- Opening Delimiter -
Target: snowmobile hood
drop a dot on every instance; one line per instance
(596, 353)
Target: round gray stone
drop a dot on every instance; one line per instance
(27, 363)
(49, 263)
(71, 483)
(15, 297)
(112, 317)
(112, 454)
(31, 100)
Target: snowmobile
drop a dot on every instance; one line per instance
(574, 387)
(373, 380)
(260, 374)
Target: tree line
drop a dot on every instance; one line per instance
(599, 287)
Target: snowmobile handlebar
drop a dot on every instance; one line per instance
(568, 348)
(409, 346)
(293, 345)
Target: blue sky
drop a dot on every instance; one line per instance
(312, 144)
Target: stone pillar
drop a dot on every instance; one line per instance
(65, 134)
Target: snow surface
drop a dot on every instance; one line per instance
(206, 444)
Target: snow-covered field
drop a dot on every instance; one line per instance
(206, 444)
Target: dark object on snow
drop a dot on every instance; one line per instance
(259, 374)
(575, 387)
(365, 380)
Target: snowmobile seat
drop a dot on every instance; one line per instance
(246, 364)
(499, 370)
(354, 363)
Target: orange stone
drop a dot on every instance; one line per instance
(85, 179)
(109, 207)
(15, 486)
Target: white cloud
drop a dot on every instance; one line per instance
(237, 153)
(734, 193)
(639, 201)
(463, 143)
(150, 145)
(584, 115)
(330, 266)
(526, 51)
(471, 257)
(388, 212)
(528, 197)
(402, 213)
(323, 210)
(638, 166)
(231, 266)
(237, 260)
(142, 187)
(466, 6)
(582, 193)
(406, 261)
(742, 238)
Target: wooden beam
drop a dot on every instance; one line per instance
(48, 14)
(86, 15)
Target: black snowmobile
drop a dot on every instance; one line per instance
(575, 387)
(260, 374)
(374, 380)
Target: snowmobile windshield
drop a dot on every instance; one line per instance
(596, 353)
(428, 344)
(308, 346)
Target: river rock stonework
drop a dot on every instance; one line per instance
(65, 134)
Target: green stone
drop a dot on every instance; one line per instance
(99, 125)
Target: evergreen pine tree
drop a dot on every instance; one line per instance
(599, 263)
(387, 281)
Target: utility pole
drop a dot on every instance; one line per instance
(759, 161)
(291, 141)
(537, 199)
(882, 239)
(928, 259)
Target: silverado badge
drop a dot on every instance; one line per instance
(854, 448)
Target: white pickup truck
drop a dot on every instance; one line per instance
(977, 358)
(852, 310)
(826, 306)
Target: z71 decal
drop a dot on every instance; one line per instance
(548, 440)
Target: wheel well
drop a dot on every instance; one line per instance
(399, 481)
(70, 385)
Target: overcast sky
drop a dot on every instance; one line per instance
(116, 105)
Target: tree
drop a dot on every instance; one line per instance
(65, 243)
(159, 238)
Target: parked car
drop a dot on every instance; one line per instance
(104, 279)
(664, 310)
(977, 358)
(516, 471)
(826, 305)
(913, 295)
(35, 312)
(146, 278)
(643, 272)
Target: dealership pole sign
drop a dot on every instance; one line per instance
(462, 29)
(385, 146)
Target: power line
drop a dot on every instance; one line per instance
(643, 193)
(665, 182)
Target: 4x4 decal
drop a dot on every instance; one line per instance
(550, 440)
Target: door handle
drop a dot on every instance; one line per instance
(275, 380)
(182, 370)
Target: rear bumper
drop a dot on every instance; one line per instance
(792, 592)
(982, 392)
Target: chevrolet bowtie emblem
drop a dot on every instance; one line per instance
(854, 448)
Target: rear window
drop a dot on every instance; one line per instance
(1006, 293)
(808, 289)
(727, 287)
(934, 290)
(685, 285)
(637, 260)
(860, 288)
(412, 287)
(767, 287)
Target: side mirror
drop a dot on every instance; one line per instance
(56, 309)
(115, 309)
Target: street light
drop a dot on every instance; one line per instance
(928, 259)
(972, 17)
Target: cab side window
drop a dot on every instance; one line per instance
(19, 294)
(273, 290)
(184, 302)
- Closing Delimiter -
**Description of the task:**
Go through the entries above and copy each line with "pole" in it.

**Written answer:**
Target: utility pole
Target: dealership pole sign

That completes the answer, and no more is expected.